> _WRITTEN PROBLEM_
Present the lines below as a numbered list, from the first line of the file through the line containing "x=164, y=209", omitting any blank lines.

Part of a data file:
***
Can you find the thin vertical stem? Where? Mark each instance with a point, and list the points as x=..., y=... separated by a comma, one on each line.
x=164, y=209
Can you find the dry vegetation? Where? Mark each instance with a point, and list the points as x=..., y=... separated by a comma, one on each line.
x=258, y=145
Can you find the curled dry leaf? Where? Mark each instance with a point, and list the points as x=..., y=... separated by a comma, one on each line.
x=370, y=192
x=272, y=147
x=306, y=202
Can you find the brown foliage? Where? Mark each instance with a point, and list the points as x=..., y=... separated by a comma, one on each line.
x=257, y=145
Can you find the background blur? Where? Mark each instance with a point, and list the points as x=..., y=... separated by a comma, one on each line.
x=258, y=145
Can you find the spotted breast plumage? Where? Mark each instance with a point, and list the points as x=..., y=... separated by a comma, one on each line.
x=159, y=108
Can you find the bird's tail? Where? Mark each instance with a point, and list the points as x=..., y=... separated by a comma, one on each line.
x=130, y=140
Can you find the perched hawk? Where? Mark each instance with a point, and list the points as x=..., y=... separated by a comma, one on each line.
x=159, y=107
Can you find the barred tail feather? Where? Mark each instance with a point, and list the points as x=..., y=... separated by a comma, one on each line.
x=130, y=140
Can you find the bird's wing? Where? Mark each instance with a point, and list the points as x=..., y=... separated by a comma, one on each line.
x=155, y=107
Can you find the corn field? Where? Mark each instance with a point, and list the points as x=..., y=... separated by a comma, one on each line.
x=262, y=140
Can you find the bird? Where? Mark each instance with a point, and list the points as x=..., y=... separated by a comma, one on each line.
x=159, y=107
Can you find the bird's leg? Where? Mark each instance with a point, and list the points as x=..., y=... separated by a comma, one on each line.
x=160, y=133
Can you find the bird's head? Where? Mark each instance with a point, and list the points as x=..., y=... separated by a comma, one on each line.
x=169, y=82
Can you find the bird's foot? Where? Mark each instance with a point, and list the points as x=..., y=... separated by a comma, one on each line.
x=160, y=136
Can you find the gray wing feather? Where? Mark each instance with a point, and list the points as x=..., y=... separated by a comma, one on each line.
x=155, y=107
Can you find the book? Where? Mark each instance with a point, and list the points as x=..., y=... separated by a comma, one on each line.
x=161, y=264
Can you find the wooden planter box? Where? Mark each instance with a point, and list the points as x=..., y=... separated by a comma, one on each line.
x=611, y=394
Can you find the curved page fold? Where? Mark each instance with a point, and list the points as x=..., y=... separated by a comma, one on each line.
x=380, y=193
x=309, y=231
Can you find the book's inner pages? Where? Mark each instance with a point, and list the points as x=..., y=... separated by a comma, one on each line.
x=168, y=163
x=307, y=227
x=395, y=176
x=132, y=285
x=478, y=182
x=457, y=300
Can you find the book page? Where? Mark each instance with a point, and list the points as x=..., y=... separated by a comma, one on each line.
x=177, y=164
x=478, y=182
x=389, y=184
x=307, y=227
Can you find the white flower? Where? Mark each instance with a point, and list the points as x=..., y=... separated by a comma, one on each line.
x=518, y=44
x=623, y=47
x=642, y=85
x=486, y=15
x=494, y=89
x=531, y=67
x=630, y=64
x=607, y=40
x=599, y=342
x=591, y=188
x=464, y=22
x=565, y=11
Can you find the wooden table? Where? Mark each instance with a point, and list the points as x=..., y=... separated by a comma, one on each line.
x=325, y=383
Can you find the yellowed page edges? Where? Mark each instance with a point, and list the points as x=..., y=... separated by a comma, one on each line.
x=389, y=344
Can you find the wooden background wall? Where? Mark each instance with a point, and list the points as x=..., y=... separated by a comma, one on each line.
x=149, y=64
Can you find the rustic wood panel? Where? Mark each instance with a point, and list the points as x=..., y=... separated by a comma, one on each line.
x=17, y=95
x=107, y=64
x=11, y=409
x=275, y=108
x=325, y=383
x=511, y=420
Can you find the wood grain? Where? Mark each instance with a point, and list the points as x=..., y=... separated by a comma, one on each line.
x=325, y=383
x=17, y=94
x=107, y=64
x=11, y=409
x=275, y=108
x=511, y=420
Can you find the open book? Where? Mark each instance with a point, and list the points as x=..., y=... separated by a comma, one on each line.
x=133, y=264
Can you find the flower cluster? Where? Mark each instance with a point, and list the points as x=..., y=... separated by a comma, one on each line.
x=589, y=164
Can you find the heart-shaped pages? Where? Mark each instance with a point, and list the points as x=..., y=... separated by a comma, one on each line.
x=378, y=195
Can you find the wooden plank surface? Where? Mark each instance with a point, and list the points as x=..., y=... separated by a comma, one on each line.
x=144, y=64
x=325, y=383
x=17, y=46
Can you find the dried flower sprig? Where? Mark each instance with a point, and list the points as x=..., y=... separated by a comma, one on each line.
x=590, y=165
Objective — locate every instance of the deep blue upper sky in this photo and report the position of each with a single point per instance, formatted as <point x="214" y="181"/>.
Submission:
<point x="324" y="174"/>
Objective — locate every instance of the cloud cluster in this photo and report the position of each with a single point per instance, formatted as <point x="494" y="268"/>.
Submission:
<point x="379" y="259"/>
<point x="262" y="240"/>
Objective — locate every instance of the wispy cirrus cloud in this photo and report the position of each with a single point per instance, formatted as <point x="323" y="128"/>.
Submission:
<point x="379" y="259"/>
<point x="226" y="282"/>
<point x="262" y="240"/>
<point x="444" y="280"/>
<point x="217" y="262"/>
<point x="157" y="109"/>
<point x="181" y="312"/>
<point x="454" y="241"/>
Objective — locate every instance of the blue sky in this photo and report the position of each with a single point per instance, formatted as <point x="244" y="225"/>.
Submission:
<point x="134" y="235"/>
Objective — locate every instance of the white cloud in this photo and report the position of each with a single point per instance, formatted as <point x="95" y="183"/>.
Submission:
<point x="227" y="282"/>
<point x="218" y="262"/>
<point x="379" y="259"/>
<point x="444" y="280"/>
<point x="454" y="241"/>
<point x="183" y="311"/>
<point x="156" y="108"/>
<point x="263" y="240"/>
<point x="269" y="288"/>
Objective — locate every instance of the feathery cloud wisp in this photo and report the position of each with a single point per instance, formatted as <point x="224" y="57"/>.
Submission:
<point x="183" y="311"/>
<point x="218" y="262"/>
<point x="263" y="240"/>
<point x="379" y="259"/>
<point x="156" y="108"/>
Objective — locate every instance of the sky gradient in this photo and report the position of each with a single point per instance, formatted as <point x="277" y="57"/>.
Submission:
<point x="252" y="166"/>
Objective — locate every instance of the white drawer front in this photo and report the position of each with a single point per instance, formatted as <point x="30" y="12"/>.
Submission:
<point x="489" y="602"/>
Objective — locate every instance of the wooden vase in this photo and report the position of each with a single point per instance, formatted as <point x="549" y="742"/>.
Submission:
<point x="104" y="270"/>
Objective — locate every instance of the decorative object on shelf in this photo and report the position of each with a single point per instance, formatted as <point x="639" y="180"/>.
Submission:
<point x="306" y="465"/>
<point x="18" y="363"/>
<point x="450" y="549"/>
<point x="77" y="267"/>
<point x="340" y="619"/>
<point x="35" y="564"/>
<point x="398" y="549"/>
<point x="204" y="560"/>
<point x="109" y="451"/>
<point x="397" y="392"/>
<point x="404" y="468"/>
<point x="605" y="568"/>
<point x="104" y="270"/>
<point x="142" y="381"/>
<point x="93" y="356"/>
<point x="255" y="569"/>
***
> _EXERCISE RESPONSE_
1. Can you find the thin vertical stem? Where? Mark each instance with a point, and list the points as x=..., y=... separated by a comma, one on each line.
2. x=164, y=209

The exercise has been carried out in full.